### ARTICLE:
____

Implements a first try at splitting xref into batches #3849

TheApeMachine · 2024-08-20T20:40:14Z

Changes the type of the XREF_SCROLL_SIZE setting to integer.
Adds new setting for STAGE_XREF_BATCH
Adds above setting to Worker
Modifies xref_collection method to enqueue in batches determined by scroll size setting

Note: I think I have made a mistake in accidentally removing a line, I added a TODO in the code. I have to quickly test things when I put it back, as I cannot guarantee things will remain in a working state if I put it back blindly now. However, I would love some feedback to understand if I am on the right track with all this :)

tillprochaska

I haven’t actually tested this myself, but had a look at the code. In general, this looks good to me, thanks a lot for working on this! 🎉

Note: I think I have made a mistake in accidentally removing a line, I added a TODO in the code

I think your instinct was right here, I‘ve added a comment with more info below.

tillprochaska · 2024-08-20T21:02:40Z

aleph/logic/xref.py

-    delete_entities(collection.id, origin=ORIGIN, sync=True)
+    delete_entities(collection.id, origin='xref', sync=True)


Probably just an oversight/unintended, but it would be good to keep the ORIGIN constant as it is used elsewhere, too.

Yes that is a good point, I will put that back :)

tillprochaska · 2024-08-20T21:09:45Z

aleph/logic/xref.py

+        enqueue_xref_batch(collection, batch)
+
+    log.info(f"[{collection}] Xref batches enqueued, processing will continue in the background.")
+    refresh_collection(collection.id)


This is probably a little tricky. Previously, this would have invalidated cached statistics etc. after the xref processing has completed. That was easy when xref was a single task, but I’m not sure there’s a simple/clean way to solve this with subtasks, as we don’t have a way to specify task dependencies (i.e. we cannot execute a specific task after certain other tasks have been executed).

I need to have a closer look at what exactly is refreshed here to understand if not refreshing stats after xref might be acceptable. I guess the alternative would be to simply invalidate stats after every batch. If you’ve thought about this, too, and have ideas, let me know! :)

I'll have to check a couple of things as well before I could speak on that, so I will get back on this point, I think by tomorrow.

Had another look: The cached data is mostly statistics about the collection (for example, number of entities by schema, …).

Computing these stats uses ES aggregation queries that can be quite expensive, but in this case they are always limited to a single collection, so they should usually be relatively quick to compute. Additionally, refresh_collection doesn’t actually recompute the stats, it invalidates them so that they are recomputed the next time they are accessed.

I think we should be fine simply calling refresh_collection after each batch of entities.

tillprochaska · 2024-08-20T21:15:47Z

aleph/logic/xref.py

+    # TODO: I just realized I had accidentally removed these lines, which is probably why it was not reindexing/mapping.
+    # I have to test this first before I can confidently add these back. Currently, at least there is nothing breaking catastrophically.

____

### AVAILABLE DATA:
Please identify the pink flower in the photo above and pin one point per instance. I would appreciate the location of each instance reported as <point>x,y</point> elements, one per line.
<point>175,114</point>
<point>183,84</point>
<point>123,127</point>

____

### SET EXERCISE A:
According to the xref batching thread, what does refresh_collection do with the cached statistics?
### SET EXERCISE B:
Write the next part of the xref batching thread, picking up after its last line.
The data has no connection to the xref batching thread.

### EXERCISE RESULT A:
It invalidates them so that they are recomputed the next time they are accessed.

### EXERCISE RESULT B:
+    # log.info(f"[{collection}] Xref done, re-indexing to reify mentions...")
+    # reindex_collection(collection, sync=False)


If I remember correctly, this is due to the way cross-referencing mentions currently works. Basically, every mention that has matches is converted to a proper entity, and these new entities need to be indexed. This isn’t great from a UX perspective, and users have been confused when there are new entities created magically. But at the same time, being able to cross-reference mentions is an important feature for many Aleph users.

Similarly to my comment above, reindexing needs to happen after all xref batches have been processed. I guess there are two options here:

Fix the underlying issue (BUG: Entities automatically generated from mentions in an investigation during cross reference #2994) by not auto-creating entities from mentions during cross-referencing. This likely includes UI changes, too, so probably a little more work and best done as a separate PR.

Enqueue index tasks for the specific entities that are created from mentions during cross-referencing. I think this might be a good idea in general. Right now, we re-index everything, even all the "normal" entities that do not need to be re-indexed. This seems quite straight forward to me, maybe a little too easy, so now I’m wondering if there is a non-obvious downside to this approach.

Oh, and in case you’ve never had to cross-reference mentions from documents before, here’s how you can test it:

Create Investigation A.

Create a few person entities with common names in Investigation A.

Create Investigation B.

Create a PDF or plaintext document that contains the names of the entities in Collection A. Upload the document to Investigation B and make sure that Aleph recognized the names in the document.

Run cross-referencing in Investigation B. Once it has completed, you should see matches for the names in the document.

I would imagine that we need to reindex per batch now, otherwise the batches will become dependent on each other again for success/completion? I have to take another look at this as well.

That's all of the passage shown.